REQUIRED WORK => Starting with the line that contains "For the benchmark card, identify each instance of the spider in", reproduce each line through the end of the entries exactly as written.

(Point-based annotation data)
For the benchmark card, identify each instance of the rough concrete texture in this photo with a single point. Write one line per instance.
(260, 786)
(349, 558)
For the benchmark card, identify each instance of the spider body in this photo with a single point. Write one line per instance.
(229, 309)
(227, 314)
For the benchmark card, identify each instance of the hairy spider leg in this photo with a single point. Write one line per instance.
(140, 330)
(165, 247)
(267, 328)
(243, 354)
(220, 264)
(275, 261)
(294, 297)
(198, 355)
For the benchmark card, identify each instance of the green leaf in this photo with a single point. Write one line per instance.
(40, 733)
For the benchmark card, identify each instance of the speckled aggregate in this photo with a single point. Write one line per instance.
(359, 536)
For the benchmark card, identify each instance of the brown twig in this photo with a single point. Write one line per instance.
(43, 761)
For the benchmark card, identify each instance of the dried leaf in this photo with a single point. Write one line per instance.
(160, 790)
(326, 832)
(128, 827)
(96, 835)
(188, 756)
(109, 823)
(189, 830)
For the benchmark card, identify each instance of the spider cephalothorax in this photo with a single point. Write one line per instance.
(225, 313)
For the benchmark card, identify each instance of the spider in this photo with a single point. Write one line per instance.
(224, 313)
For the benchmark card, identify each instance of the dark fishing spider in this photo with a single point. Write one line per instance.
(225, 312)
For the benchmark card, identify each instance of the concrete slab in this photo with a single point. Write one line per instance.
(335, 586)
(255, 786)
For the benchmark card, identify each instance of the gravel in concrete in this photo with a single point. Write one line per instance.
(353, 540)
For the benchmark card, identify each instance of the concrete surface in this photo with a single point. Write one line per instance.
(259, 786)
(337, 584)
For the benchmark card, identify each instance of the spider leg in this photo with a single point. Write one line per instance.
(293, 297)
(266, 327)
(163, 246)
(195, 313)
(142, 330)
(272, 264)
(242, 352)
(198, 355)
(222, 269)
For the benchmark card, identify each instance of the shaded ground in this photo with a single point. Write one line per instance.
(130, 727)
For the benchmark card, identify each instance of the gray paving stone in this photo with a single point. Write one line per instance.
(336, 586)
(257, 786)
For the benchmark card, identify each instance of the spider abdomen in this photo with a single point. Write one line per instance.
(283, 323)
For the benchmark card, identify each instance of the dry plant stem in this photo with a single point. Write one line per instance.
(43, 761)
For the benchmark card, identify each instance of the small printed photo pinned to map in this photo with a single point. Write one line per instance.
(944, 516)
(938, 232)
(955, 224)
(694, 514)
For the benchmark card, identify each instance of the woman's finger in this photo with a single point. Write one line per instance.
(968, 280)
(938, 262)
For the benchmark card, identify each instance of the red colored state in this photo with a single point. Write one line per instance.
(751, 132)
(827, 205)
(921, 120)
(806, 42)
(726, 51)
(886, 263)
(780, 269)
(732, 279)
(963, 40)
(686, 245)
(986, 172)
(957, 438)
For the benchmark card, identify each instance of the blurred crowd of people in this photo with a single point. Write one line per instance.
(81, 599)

ANSWER IN FULL =>
For the benchmark card, identify each instance of the spider in this photo with a single point. Write one line per instance.
(224, 313)
For the benchmark card, identify each instance of the dark fishing spider in this photo with a single point. Write one line per instance.
(225, 312)
For the benchmark card, identify each instance of the concrete slab in this photo with a single point. Write one line per instance.
(335, 586)
(255, 786)
For the benchmark card, identify each instance of the gravel in concrete in this photo with a single point. Write one line per instance.
(353, 540)
For the benchmark card, identify each instance of the concrete surface in this photo with a single point. Write one line per instance.
(259, 786)
(337, 584)
For the benchmark card, identify each instance of the spider leg in this photo with a single point. Write one line per instance.
(293, 297)
(266, 327)
(163, 246)
(195, 313)
(142, 330)
(272, 264)
(242, 352)
(198, 355)
(222, 269)
For the benchmark card, identify each instance of the shaded ground in this photo with a single point. Write one line per instance.
(130, 727)
For the benchmark card, identify each instance of the gray paving stone in this photo with a single point. Write one line per instance.
(336, 586)
(257, 786)
For the benchmark card, identify each instance of the spider abdomen in this photo with a single point. Write one line per instance.
(283, 323)
For the benchmark card, identify each instance of the dry plant stem in this photo with a single point. Write one line per instance.
(43, 761)
For the benchmark card, identify each instance of the small printed photo pinned to map in this photo with a single point. Write one line per instance.
(944, 516)
(938, 232)
(955, 224)
(694, 514)
For the benchmark card, identify each instance of the woman's finger in this photo with a single point. Write one line per instance.
(968, 280)
(938, 262)
For the benchmark card, identify each instance of the red colored state in this photo with a single point. Write one line per instance.
(751, 132)
(827, 205)
(921, 120)
(806, 42)
(726, 51)
(886, 263)
(780, 269)
(732, 279)
(963, 40)
(686, 245)
(986, 172)
(957, 438)
For the benchmark card, identify each instance of the blurred crowd of people in this photo with a single point. Write one line per instance.
(81, 599)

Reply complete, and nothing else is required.